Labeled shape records

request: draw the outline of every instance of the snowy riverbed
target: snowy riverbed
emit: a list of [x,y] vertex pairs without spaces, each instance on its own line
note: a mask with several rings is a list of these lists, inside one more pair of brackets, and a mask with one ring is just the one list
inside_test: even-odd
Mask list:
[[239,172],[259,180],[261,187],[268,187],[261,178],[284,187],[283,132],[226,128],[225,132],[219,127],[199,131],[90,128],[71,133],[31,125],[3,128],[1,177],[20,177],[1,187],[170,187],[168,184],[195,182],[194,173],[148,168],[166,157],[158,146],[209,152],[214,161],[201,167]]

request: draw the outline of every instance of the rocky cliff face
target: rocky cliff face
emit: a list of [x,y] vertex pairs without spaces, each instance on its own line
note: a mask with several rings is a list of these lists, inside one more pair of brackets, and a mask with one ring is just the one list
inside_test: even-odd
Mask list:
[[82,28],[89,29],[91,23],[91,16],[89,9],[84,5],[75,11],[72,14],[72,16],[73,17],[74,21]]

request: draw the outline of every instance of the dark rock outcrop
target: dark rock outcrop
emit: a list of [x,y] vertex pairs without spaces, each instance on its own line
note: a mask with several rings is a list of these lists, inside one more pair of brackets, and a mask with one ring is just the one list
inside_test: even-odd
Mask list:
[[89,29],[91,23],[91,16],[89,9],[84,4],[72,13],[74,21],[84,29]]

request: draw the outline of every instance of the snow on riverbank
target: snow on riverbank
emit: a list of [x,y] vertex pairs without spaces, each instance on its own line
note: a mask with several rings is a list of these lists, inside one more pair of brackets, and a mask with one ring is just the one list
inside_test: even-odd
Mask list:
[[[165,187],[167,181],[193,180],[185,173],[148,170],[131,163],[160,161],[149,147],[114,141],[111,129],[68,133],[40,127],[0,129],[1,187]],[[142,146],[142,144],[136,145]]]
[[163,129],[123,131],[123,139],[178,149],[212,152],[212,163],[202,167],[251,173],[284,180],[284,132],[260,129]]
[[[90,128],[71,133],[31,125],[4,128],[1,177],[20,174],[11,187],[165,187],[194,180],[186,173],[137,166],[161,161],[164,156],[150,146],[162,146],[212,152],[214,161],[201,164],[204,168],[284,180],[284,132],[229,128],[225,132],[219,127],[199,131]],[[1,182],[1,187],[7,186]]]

Exercise directions. Reproduce the entries above in full, substituting "coordinate pairs" for every occurrence of "vertex pairs" and leaving everything else as it stands.

Written response.
request: draw the outline of every instance of the snowy riverbed
target: snowy riverbed
emit: a list of [x,y] coordinate pairs without spaces, each instance on its own line
note: a mask with several rings is a list of these lists, inside one more pair of brackets, and a mask with one ring is just the one list
inside_test: even-odd
Mask list:
[[239,172],[259,180],[261,187],[268,187],[261,178],[284,187],[283,132],[226,128],[225,132],[219,127],[199,131],[90,128],[71,133],[31,125],[3,128],[1,177],[20,177],[1,187],[170,187],[168,184],[195,182],[194,173],[148,168],[166,157],[158,146],[209,152],[214,161],[201,167]]

request: draw the outline of every instance of the rocky cliff face
target: rocky cliff face
emit: a list of [x,y] coordinate pairs without spaces, each instance on its own line
note: a mask with several rings is a list of these lists, inside one more pair of brackets, and a mask with one ring is just the one list
inside_test: even-odd
Mask list:
[[82,28],[89,29],[91,23],[91,16],[89,9],[84,5],[75,11],[72,14],[72,16],[73,17],[74,21]]

request: draw the outline of every instance of the dark rock outcrop
target: dark rock outcrop
emit: a list of [x,y] coordinate pairs without spaces, each instance on its own line
note: a mask with several rings is a list of these lists, inside one more pair of brackets, and a mask with one ring is just the one list
inside_test: even-odd
Mask list:
[[89,29],[91,23],[91,16],[89,9],[84,4],[72,13],[74,21],[84,29]]

request: draw the outline of every instance of the snow on riverbank
target: snow on riverbank
emit: a list of [x,y] coordinate pairs without spaces, each instance on its own line
note: a mask with several rings is a list of these lists, inside one more pair of brackets, and a mask with one ring is just the one list
inside_test: even-odd
Mask list:
[[[165,187],[167,181],[193,180],[185,173],[148,170],[131,163],[160,161],[149,147],[114,141],[111,129],[68,133],[40,127],[0,129],[1,187]],[[142,146],[142,144],[136,145]]]
[[163,129],[123,131],[123,139],[178,149],[212,152],[212,163],[202,167],[251,173],[284,180],[284,132],[260,129]]
[[[90,128],[71,133],[31,125],[4,128],[1,177],[20,174],[11,187],[165,187],[194,180],[186,173],[137,166],[161,161],[164,156],[150,146],[162,146],[212,152],[214,161],[201,164],[204,168],[284,180],[284,132],[229,128],[225,132],[219,127],[199,131]],[[1,182],[1,187],[7,186]]]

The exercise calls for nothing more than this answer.